Passage to read:
==============================
A Home is Found on the Left Bank- My first blog post ever

Re-posting my first post ever from my old blog website here... from 2010


After weeks of pain-staking searching and running all over Paris, I have finally found an apartment to call home. Apartment hunting in the City of Lights is a ruthless business. There are too many people searching and not enough apartments/rooms to go around. You have to be quick and ready to jump at it if you spot someplace you like. I met many a strange -or perhaps more appropriate words could include 'unique' or 'tres interessant' -person on my quest for a Parisienne adresse. And many a person who was willing to fight me for it. Ugh... give me a break!

There was one apartment I visited in the very prestigious 7eme, which would be shared with two other girls. The room was lovely but then the owner said 'oh oui, c'est vrai. Les deux autre filles aient acces a la salle de bains dans votre chambre.' : The two other girls would need to use the ensuite in my room to shower every day. Walk through my room, past the bed to the ensuite. 'Oh non Madame, c'est pas possible pour moi!'

A young French girl almost impaled me... yes, that's right, almost impaled me with the daggers in her eyes and on her tongue for another in the same chic 7eme. It was an interesting experience for me to attempt to talk back to someone in a foreign language... but at the end of the day, I was like 'hey, you can take it if you want it that much!'- I've got another 3 apartments to visit tomorrow!!

And I visited another which I think I could rightly call a 'shoebox'. It was 9 metres squared- it was entirely one room- with the shower placed nicely against the kitchen sink. Oh! And the toilet (a hole in the ground) was in the hall, which would be shared with 3-4 other apartments on the floor. Hmm... je pense, peut-etre pas! But it was fetching a rather hefty monthly price due to it's close proximity to Bir-Hakeim Metro and the Eiffel Tower.

Rue Mouffetard (lovingly nicknamed La Mouff) is one of the most famous and oldest streets (circa. the FIRST century) in Paris' Quartier Latin in the 5emeIt is a hip mecca for French students and tourists alike. Opening the door into the ancient building, which housed the apartment I was to visit, I felt like I was going back in time. Cobbled stone floor and walls, it was an amazing bit of history and architecture right here- but the actual apartment- well, not so much! I think my reaction after the owner opened the door was 'OH!' and then '...Oh...'.Yes, it was one of those 16th century buildings. Almost untouched by contemporary... well...anything. Need I say more?
==============================
Extracted information:
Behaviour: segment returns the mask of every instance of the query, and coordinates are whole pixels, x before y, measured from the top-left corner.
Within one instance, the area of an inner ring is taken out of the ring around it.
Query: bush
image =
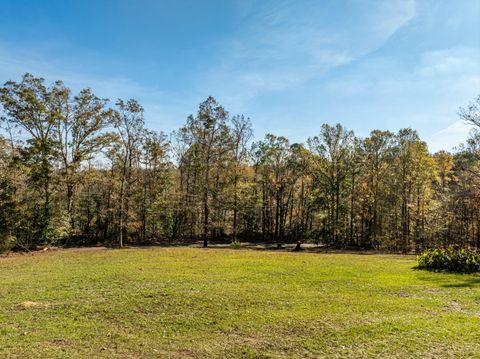
[[[232,249],[240,249],[240,248],[242,247],[242,244],[240,243],[240,241],[234,240],[234,241],[230,244],[230,247],[232,247]]]
[[[457,273],[480,271],[480,251],[471,247],[428,249],[417,256],[417,261],[419,269]]]
[[[17,239],[9,234],[0,234],[0,253],[8,252],[15,246]]]

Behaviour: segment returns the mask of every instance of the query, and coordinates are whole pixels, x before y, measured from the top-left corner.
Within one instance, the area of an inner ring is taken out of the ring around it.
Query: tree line
[[[306,143],[267,134],[213,97],[167,136],[133,99],[25,74],[0,88],[0,247],[312,241],[419,251],[480,247],[477,126],[454,152],[417,132],[366,138],[322,125]]]

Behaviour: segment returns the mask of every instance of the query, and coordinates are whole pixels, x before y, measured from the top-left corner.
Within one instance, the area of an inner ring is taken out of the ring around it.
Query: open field
[[[199,248],[0,258],[0,357],[480,357],[480,276],[414,265]]]

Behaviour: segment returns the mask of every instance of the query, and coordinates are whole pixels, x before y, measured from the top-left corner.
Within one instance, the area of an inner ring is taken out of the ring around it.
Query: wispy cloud
[[[351,11],[338,19],[330,19],[326,3],[317,1],[262,4],[223,44],[221,60],[207,75],[208,86],[236,105],[349,64],[378,49],[415,16],[413,0],[348,2],[355,16]]]
[[[455,147],[458,147],[460,143],[465,142],[472,128],[472,125],[458,120],[434,134],[427,136],[425,140],[433,152],[439,150],[451,151]]]

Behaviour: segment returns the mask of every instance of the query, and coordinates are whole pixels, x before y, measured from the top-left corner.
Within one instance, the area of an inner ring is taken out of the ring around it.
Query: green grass
[[[0,258],[0,357],[480,357],[480,276],[414,265],[199,248]]]

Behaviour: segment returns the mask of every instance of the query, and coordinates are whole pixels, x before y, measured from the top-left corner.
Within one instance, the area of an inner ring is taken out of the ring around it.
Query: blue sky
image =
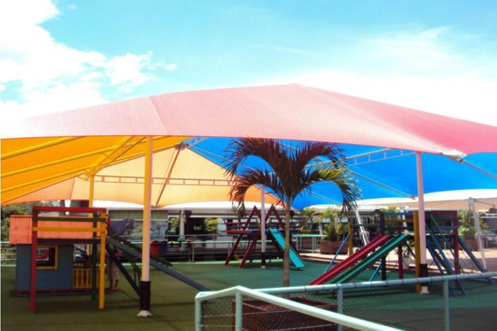
[[[0,29],[2,118],[298,83],[497,126],[493,1],[4,0]]]

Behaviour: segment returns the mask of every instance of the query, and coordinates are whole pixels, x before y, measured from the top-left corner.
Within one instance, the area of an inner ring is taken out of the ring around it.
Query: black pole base
[[[140,310],[150,311],[150,282],[140,282]]]
[[[428,264],[420,263],[420,277],[428,277]]]

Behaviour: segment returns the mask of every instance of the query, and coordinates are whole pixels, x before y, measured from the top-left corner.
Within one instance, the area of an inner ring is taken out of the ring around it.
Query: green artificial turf
[[[292,285],[303,285],[320,274],[326,264],[306,262],[301,270],[291,268]],[[222,263],[176,263],[173,268],[211,290],[236,285],[250,288],[280,287],[282,262],[273,260],[266,269],[255,261],[243,269],[236,261]],[[139,301],[131,287],[121,277],[119,289],[106,292],[106,307],[97,308],[97,302],[89,294],[39,295],[37,312],[29,311],[29,299],[12,294],[15,268],[2,267],[1,329],[6,330],[193,330],[194,298],[197,290],[166,274],[152,269],[151,312],[148,318],[136,317]],[[356,277],[355,281],[368,281],[371,270]],[[408,274],[407,277],[412,277]],[[395,279],[392,273],[389,279]],[[378,277],[376,280],[379,280]],[[497,286],[474,281],[465,282],[467,295],[456,291],[451,297],[451,330],[495,330],[497,325]],[[441,330],[442,301],[441,285],[431,285],[430,295],[416,293],[413,286],[388,290],[360,290],[345,292],[344,311],[360,318],[376,321],[406,330]],[[329,293],[309,294],[327,301],[336,300]]]

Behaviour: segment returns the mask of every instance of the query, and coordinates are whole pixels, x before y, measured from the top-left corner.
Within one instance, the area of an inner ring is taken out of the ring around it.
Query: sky
[[[0,119],[297,83],[497,126],[497,1],[0,1]]]

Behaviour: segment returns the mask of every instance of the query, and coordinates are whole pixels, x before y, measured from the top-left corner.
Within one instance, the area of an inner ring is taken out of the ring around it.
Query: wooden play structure
[[[32,216],[11,217],[10,242],[17,248],[15,290],[29,293],[32,312],[39,292],[86,290],[95,299],[98,290],[98,306],[104,308],[106,222],[106,209],[84,207],[34,206]],[[77,245],[91,247],[91,257],[80,249],[75,263]]]

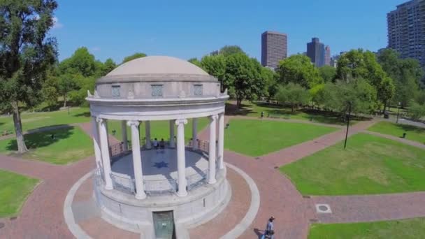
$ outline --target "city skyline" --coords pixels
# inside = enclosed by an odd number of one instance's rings
[[[387,45],[387,13],[403,2],[128,1],[117,5],[111,1],[59,0],[51,35],[57,38],[61,60],[81,46],[101,61],[111,57],[120,62],[136,52],[188,59],[238,45],[260,61],[258,36],[267,29],[288,34],[288,56],[305,52],[312,36],[320,38],[334,52],[359,48],[376,51]],[[324,5],[329,6],[326,17],[323,11],[317,13]]]

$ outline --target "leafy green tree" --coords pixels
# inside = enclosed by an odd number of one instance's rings
[[[229,82],[224,81],[226,57],[223,55],[205,56],[201,59],[201,65],[208,74],[218,79],[221,83],[222,92],[229,87]]]
[[[310,89],[323,83],[319,71],[305,55],[296,55],[280,61],[278,71],[280,82],[284,85],[293,82]]]
[[[100,76],[100,66],[87,48],[82,47],[77,49],[71,57],[63,60],[59,68],[62,74],[80,74],[84,77],[90,77]]]
[[[122,62],[121,62],[121,64],[122,64],[127,61],[130,61],[131,60],[134,60],[137,58],[142,58],[142,57],[146,57],[146,54],[145,54],[145,53],[141,53],[141,52],[134,53],[132,55],[124,57],[124,59],[122,60]]]
[[[408,108],[408,115],[414,120],[419,120],[425,117],[425,104],[412,101]]]
[[[319,68],[320,76],[325,82],[333,81],[336,76],[336,68],[331,66],[323,66]]]
[[[57,7],[54,0],[0,1],[0,104],[13,113],[20,153],[28,150],[19,103],[39,99],[46,71],[56,61],[56,39],[46,36]]]
[[[201,64],[201,61],[199,61],[198,58],[191,58],[191,59],[188,59],[187,61],[193,64],[194,65],[195,65],[196,66],[202,68],[202,64]]]
[[[419,81],[424,73],[419,61],[413,59],[401,59],[397,52],[385,49],[377,55],[382,69],[394,80],[395,85],[392,103],[402,107],[408,106],[419,94]]]
[[[290,82],[284,87],[280,87],[276,95],[276,99],[281,103],[291,105],[291,111],[298,106],[306,105],[310,101],[310,94],[305,88],[298,84]]]
[[[117,67],[117,64],[112,59],[108,58],[102,66],[101,75],[106,75]]]
[[[393,80],[384,71],[375,55],[370,51],[359,49],[345,53],[338,60],[336,71],[337,77],[346,82],[359,78],[366,80],[375,87],[376,100],[384,106],[394,96]]]
[[[238,45],[224,45],[219,51],[219,54],[223,55],[224,57],[229,57],[231,55],[238,53],[246,55]]]
[[[41,92],[44,102],[46,103],[50,110],[53,110],[57,106],[57,98],[59,96],[57,89],[57,78],[51,75],[48,75],[47,79],[43,83]]]
[[[242,101],[251,96],[254,78],[252,61],[246,55],[236,53],[227,57],[226,62],[225,78],[232,82],[229,91],[234,91],[237,105],[240,107]]]

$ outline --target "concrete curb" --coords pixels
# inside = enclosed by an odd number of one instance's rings
[[[74,219],[74,215],[72,212],[72,201],[74,198],[74,196],[78,190],[78,188],[82,184],[82,183],[87,180],[93,174],[93,171],[90,171],[87,173],[82,178],[80,178],[77,182],[75,182],[69,191],[68,194],[66,194],[66,198],[65,198],[65,203],[64,203],[64,217],[65,217],[65,223],[66,226],[68,226],[68,229],[71,231],[71,233],[77,238],[92,238],[89,235],[87,235],[80,226],[75,223],[75,220]]]
[[[251,191],[251,204],[250,205],[250,209],[248,209],[248,212],[245,215],[242,221],[239,222],[236,226],[235,226],[233,229],[226,233],[224,236],[221,237],[221,238],[224,239],[232,239],[237,238],[239,237],[245,230],[251,225],[255,217],[257,216],[257,213],[260,208],[260,194],[257,187],[257,184],[254,180],[251,178],[247,174],[246,174],[243,171],[237,168],[230,164],[226,163],[226,165],[230,168],[234,170],[238,173],[239,173],[243,179],[247,182],[248,186],[250,187],[250,190]]]

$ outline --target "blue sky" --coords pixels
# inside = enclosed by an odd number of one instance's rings
[[[289,55],[313,36],[332,55],[387,45],[387,13],[403,0],[58,0],[59,59],[87,46],[96,59],[120,62],[136,52],[182,59],[238,45],[259,59],[261,34],[288,34]]]

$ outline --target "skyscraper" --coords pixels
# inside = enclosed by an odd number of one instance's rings
[[[277,68],[280,60],[288,56],[288,36],[276,31],[266,31],[261,34],[261,64]]]
[[[388,48],[402,58],[415,58],[425,67],[425,0],[397,6],[387,15]]]
[[[317,67],[324,65],[324,45],[320,43],[317,37],[311,39],[311,43],[307,43],[307,56]]]
[[[331,48],[329,45],[324,48],[324,64],[331,66]]]

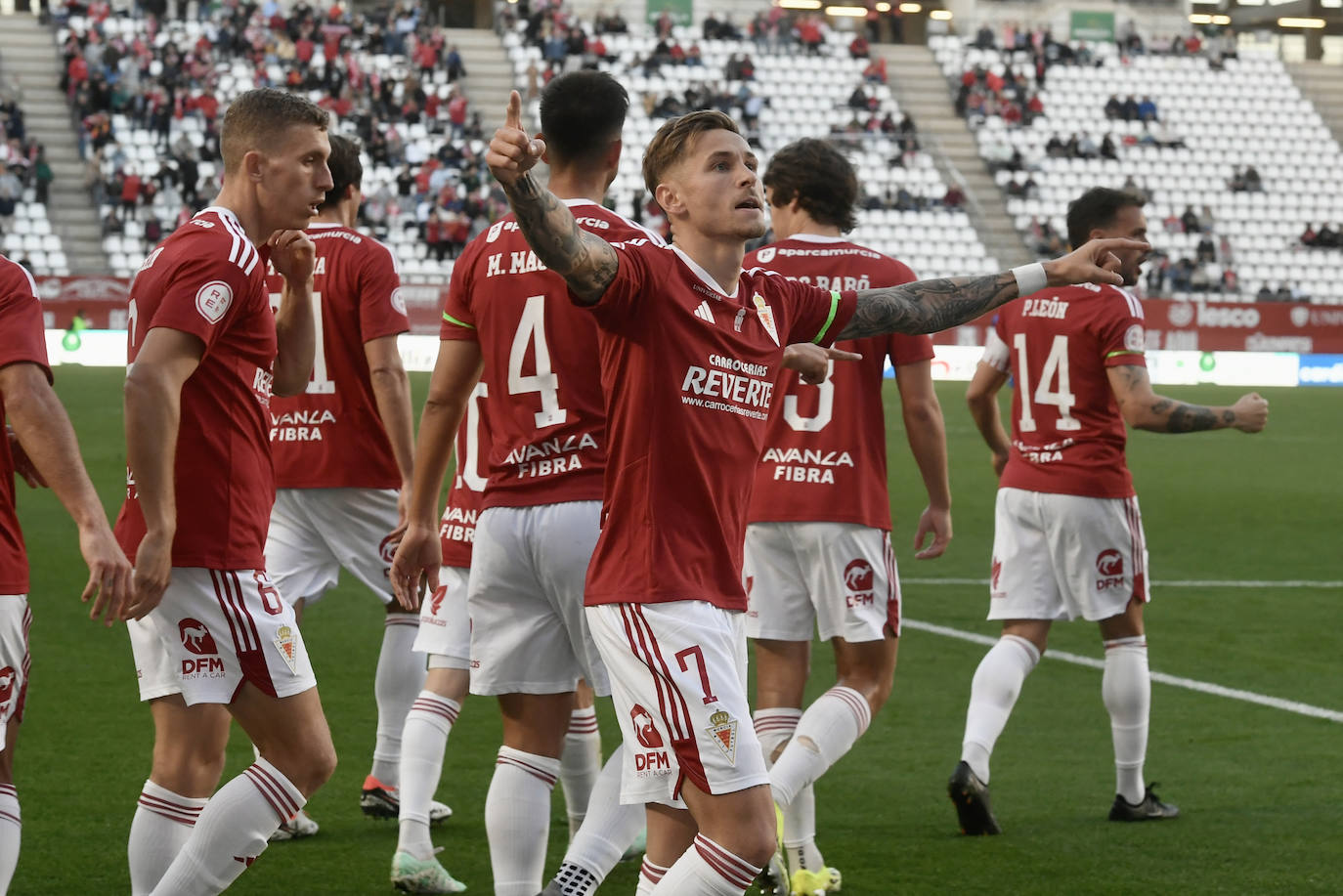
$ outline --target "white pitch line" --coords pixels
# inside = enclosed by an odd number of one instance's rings
[[[909,579],[900,576],[901,584],[988,584],[988,579]],[[1154,588],[1320,588],[1324,591],[1343,588],[1343,582],[1319,582],[1315,579],[1176,579],[1155,580]]]
[[[931,622],[919,622],[917,619],[901,619],[900,625],[913,629],[916,631],[928,631],[932,634],[940,634],[945,638],[970,641],[971,643],[982,643],[984,646],[991,646],[998,643],[998,638],[990,638],[988,635],[976,634],[974,631],[962,631],[960,629],[948,629],[947,626],[939,626]],[[1086,666],[1089,669],[1105,668],[1105,664],[1095,657],[1082,657],[1080,654],[1068,653],[1065,650],[1046,650],[1045,657],[1053,657],[1054,660],[1062,660],[1064,662],[1070,662],[1076,666]],[[1245,703],[1253,703],[1260,707],[1269,707],[1270,709],[1283,709],[1285,712],[1295,712],[1299,716],[1311,716],[1312,719],[1324,719],[1327,721],[1336,721],[1343,724],[1343,712],[1338,712],[1336,709],[1326,709],[1323,707],[1312,707],[1308,703],[1297,703],[1296,700],[1283,700],[1280,697],[1269,697],[1268,695],[1254,693],[1253,690],[1223,688],[1222,685],[1215,685],[1207,681],[1195,681],[1194,678],[1168,676],[1164,672],[1154,672],[1152,681],[1158,681],[1166,685],[1172,685],[1175,688],[1185,688],[1187,690],[1197,690],[1199,693],[1210,693],[1218,697],[1242,700]]]

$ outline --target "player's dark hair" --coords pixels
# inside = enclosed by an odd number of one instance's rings
[[[649,148],[643,150],[643,183],[650,193],[658,195],[662,175],[684,156],[690,141],[706,130],[741,133],[737,122],[717,109],[692,111],[658,128],[658,133],[649,141]]]
[[[764,171],[770,204],[783,208],[794,199],[818,224],[849,232],[858,226],[858,175],[834,145],[806,137],[774,154]]]
[[[330,208],[345,199],[345,188],[359,189],[364,183],[364,163],[359,160],[359,141],[330,134],[332,154],[326,157],[326,167],[332,172],[333,187],[326,191],[322,208]]]
[[[294,125],[326,130],[330,116],[306,97],[275,87],[257,87],[238,94],[224,111],[219,129],[219,152],[224,172],[238,171],[243,156],[254,149],[271,152]]]
[[[1068,204],[1068,242],[1073,249],[1085,243],[1091,232],[1115,223],[1124,208],[1142,208],[1147,197],[1132,189],[1092,187]]]
[[[560,75],[541,90],[541,133],[553,161],[598,159],[620,138],[630,94],[604,71]]]

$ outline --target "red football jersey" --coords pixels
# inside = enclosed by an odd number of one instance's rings
[[[485,423],[485,395],[489,387],[477,383],[466,403],[466,415],[457,429],[457,473],[447,492],[447,506],[438,524],[438,539],[443,548],[443,566],[471,568],[471,547],[475,543],[475,517],[481,513],[488,472],[481,463],[483,449],[489,447],[489,427]]]
[[[275,488],[400,488],[364,355],[364,343],[410,329],[396,257],[340,224],[309,224],[308,236],[317,247],[317,352],[304,394],[270,403]],[[278,308],[283,279],[267,269],[266,287]]]
[[[661,239],[586,199],[564,201],[607,242]],[[441,337],[481,344],[490,384],[485,506],[602,497],[606,410],[596,325],[567,298],[564,279],[526,244],[513,215],[457,259]]]
[[[36,364],[51,382],[47,336],[42,325],[42,301],[28,269],[0,255],[0,367]],[[4,392],[0,392],[0,422]],[[9,439],[0,434],[0,594],[28,594],[28,555],[15,514],[13,455]]]
[[[1128,433],[1108,367],[1143,359],[1143,306],[1117,286],[1045,289],[1005,305],[984,363],[1017,383],[999,486],[1124,498]]]
[[[591,309],[611,449],[586,602],[745,610],[747,504],[783,348],[829,345],[857,296],[759,269],[725,296],[676,246],[616,249]]]
[[[266,297],[269,251],[247,239],[227,208],[210,207],[172,232],[130,282],[126,357],[136,363],[156,326],[204,344],[181,387],[173,461],[175,567],[261,570],[275,502],[270,459],[275,316]],[[134,559],[145,536],[134,470],[117,540]]]
[[[822,289],[869,289],[909,283],[915,273],[842,236],[798,234],[747,255],[759,265]],[[835,343],[862,355],[833,363],[821,386],[784,369],[766,429],[748,523],[857,523],[890,529],[886,492],[886,415],[881,398],[886,356],[896,367],[932,357],[928,336],[870,336]]]

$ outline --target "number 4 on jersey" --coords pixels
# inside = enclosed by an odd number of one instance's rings
[[[1026,334],[1015,333],[1011,341],[1017,349],[1017,380],[1021,386],[1022,399],[1021,419],[1018,420],[1019,430],[1022,433],[1035,431],[1035,418],[1030,412],[1033,403],[1050,404],[1058,408],[1058,424],[1056,427],[1058,431],[1080,430],[1082,427],[1081,420],[1070,414],[1073,404],[1077,403],[1077,398],[1068,384],[1068,337],[1062,334],[1054,336],[1054,343],[1049,348],[1049,356],[1045,359],[1045,368],[1039,372],[1039,384],[1035,387],[1034,395],[1030,392],[1030,368],[1026,363]],[[1058,388],[1052,388],[1056,377]]]
[[[536,373],[522,375],[522,359],[526,347],[536,347]],[[508,355],[509,395],[541,394],[541,410],[536,412],[536,429],[557,426],[568,418],[568,411],[560,407],[560,377],[551,369],[551,348],[545,341],[545,297],[528,296],[522,308],[522,318],[513,334],[513,348]]]

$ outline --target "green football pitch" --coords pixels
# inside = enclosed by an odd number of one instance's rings
[[[122,494],[121,371],[59,368],[56,386],[109,513]],[[416,407],[426,377],[414,380]],[[888,388],[892,388],[888,386]],[[1229,403],[1230,388],[1171,388]],[[1100,672],[1046,658],[1027,680],[994,755],[997,838],[956,833],[947,775],[959,756],[970,678],[992,635],[988,571],[994,481],[963,404],[940,384],[955,496],[955,540],[935,562],[912,557],[923,506],[898,412],[890,414],[892,494],[909,621],[896,689],[872,729],[817,787],[819,845],[843,892],[889,893],[1336,893],[1343,884],[1343,394],[1270,390],[1269,430],[1135,434],[1155,580],[1148,609],[1152,686],[1148,780],[1182,818],[1105,821],[1113,799]],[[893,396],[893,391],[892,391]],[[892,398],[894,407],[894,398]],[[50,493],[19,485],[32,556],[32,684],[17,746],[23,853],[13,893],[124,893],[126,832],[149,770],[149,712],[136,700],[124,627],[90,623],[75,596],[83,566],[74,527]],[[941,580],[941,582],[935,582]],[[1332,580],[1332,584],[1330,582]],[[321,833],[277,844],[239,893],[387,892],[395,825],[359,813],[373,746],[373,669],[381,606],[342,584],[304,622],[340,767],[309,803]],[[919,623],[937,626],[929,629]],[[917,626],[917,627],[916,627]],[[956,637],[959,635],[959,637]],[[1100,657],[1093,626],[1058,626],[1052,653]],[[813,693],[833,682],[817,645]],[[1277,699],[1265,705],[1215,686]],[[1242,695],[1244,696],[1244,695]],[[1307,707],[1330,711],[1303,715]],[[603,708],[604,748],[616,728]],[[1332,713],[1332,717],[1328,717]],[[483,802],[498,747],[490,700],[467,700],[449,740],[439,798],[455,814],[436,829],[441,858],[490,892]],[[236,735],[226,778],[251,759]],[[556,789],[559,790],[559,789]],[[564,850],[556,793],[547,870]],[[603,893],[631,895],[637,862]]]

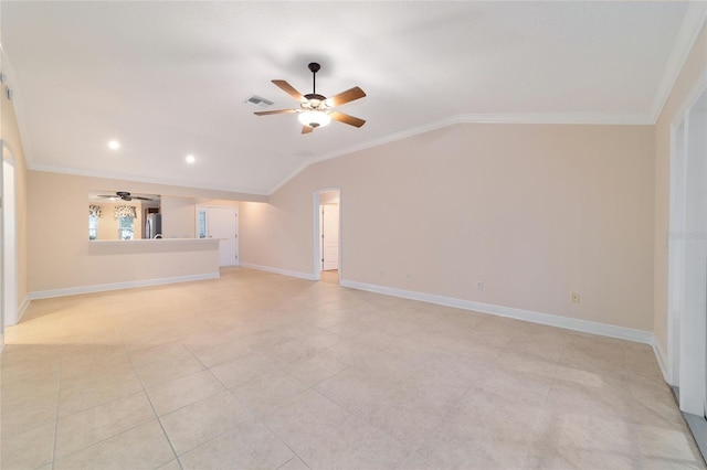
==============================
Tasks to complete:
1/ In the blog post about apartment hunting in Paris, how large was the apartment described as a "shoebox"?
2/ Do these statements agree with the blog post about apartment hunting in Paris? For each, answer yes or no and quote the deciding words of the post.
(a) The toilet of the "shoebox" apartment was shared with other apartments on the same floor.
(b) The room offered in the shared 7eme apartment had no bathroom of its own.
(c) Rue Mouffetard is in the 7eme.

Results of the exercise:
1/ It was 9 metres squared.

2/
(a) Yes: "which would be shared with 3-4 other apartments on the floor"
(b) No: "The two other girls would need to use the ensuite in my room to shower every day."
(c) No: "in Paris' Quartier Latin in the 5eme"